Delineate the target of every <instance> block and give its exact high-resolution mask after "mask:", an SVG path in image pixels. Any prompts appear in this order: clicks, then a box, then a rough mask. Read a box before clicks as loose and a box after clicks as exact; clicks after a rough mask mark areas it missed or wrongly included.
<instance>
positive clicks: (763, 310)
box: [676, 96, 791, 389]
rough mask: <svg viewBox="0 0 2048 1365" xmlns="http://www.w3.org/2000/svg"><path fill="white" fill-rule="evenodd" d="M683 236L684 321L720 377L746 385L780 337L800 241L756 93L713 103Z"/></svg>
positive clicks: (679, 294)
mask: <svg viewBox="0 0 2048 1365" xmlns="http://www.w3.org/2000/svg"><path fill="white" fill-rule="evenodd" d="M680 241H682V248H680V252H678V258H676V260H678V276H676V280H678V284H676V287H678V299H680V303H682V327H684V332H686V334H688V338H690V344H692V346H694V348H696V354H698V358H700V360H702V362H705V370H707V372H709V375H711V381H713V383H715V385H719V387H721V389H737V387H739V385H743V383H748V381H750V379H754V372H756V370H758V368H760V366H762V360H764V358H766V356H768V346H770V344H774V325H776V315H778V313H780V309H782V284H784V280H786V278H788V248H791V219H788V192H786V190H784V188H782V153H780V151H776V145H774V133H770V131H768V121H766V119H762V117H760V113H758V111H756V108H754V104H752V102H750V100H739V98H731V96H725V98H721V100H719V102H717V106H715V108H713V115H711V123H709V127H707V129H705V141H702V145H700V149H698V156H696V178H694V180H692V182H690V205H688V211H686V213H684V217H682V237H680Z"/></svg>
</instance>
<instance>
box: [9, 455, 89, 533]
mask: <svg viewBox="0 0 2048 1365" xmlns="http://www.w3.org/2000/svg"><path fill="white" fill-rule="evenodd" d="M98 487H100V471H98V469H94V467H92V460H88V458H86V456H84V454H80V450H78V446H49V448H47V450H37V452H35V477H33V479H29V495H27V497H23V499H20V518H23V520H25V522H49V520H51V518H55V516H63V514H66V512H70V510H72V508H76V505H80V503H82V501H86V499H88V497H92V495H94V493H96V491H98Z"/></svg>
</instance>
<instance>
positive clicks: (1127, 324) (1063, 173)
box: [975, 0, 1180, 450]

_____

EXERCISE AIM
Render every line of the items above as a JSON array of strings, with one string per line and blank lines omitted.

ANSWER SECTION
[
  "Delineate the target of every <instance> block and give its exact high-resolution mask after \"mask:\", an SVG path in image pixels. Any prompts appear in this order: clicks, then a box, then a rough mask. Read a box before clicks as loose and a box after clicks as exact; clicks after a rough mask mark areas it missed or wrongly included.",
  "<instance>",
  "positive clicks: (763, 310)",
  "box: [676, 96, 791, 389]",
  "rough mask: <svg viewBox=\"0 0 2048 1365\" xmlns=\"http://www.w3.org/2000/svg\"><path fill=\"white\" fill-rule=\"evenodd\" d=\"M683 236L684 321L720 377L746 385L780 337L800 241L756 93L713 103Z\"/></svg>",
  "positive clicks: (679, 294)",
  "mask: <svg viewBox=\"0 0 2048 1365\" xmlns=\"http://www.w3.org/2000/svg\"><path fill=\"white\" fill-rule=\"evenodd\" d=\"M680 241H682V248H680V252H678V258H676V260H678V276H676V280H678V284H676V287H678V299H680V303H682V327H684V332H686V334H688V338H690V344H692V346H694V348H696V354H698V358H700V360H702V362H705V370H707V372H709V375H711V381H713V383H715V385H719V387H721V389H737V387H739V385H743V383H748V381H750V379H754V372H756V370H758V368H760V366H762V360H764V358H766V356H768V346H770V344H774V325H776V315H778V313H780V309H782V284H784V280H786V278H788V248H791V219H788V192H786V190H784V188H782V153H780V151H776V145H774V133H770V131H768V121H766V119H762V117H760V113H758V111H756V108H754V104H752V102H750V100H739V98H731V96H725V98H721V100H719V102H717V106H715V108H713V115H711V123H709V127H707V129H705V141H702V145H700V149H698V156H696V178H694V180H692V182H690V205H688V211H686V213H684V217H682V237H680Z\"/></svg>",
  "</instance>",
  "<instance>",
  "box: [9, 455, 89, 533]",
  "mask: <svg viewBox=\"0 0 2048 1365\" xmlns=\"http://www.w3.org/2000/svg\"><path fill=\"white\" fill-rule=\"evenodd\" d=\"M98 487H100V471H98V469H94V467H92V460H88V458H86V456H84V454H80V450H78V446H49V448H47V450H37V452H35V477H33V479H29V495H27V497H23V499H20V518H23V520H25V522H49V520H51V518H55V516H63V514H66V512H70V510H72V508H76V505H80V503H82V501H86V499H88V497H92V495H94V493H96V491H98Z\"/></svg>",
  "</instance>",
  "<instance>",
  "positive clicks: (1127, 324) (1063, 173)",
  "box: [975, 0, 1180, 450]"
]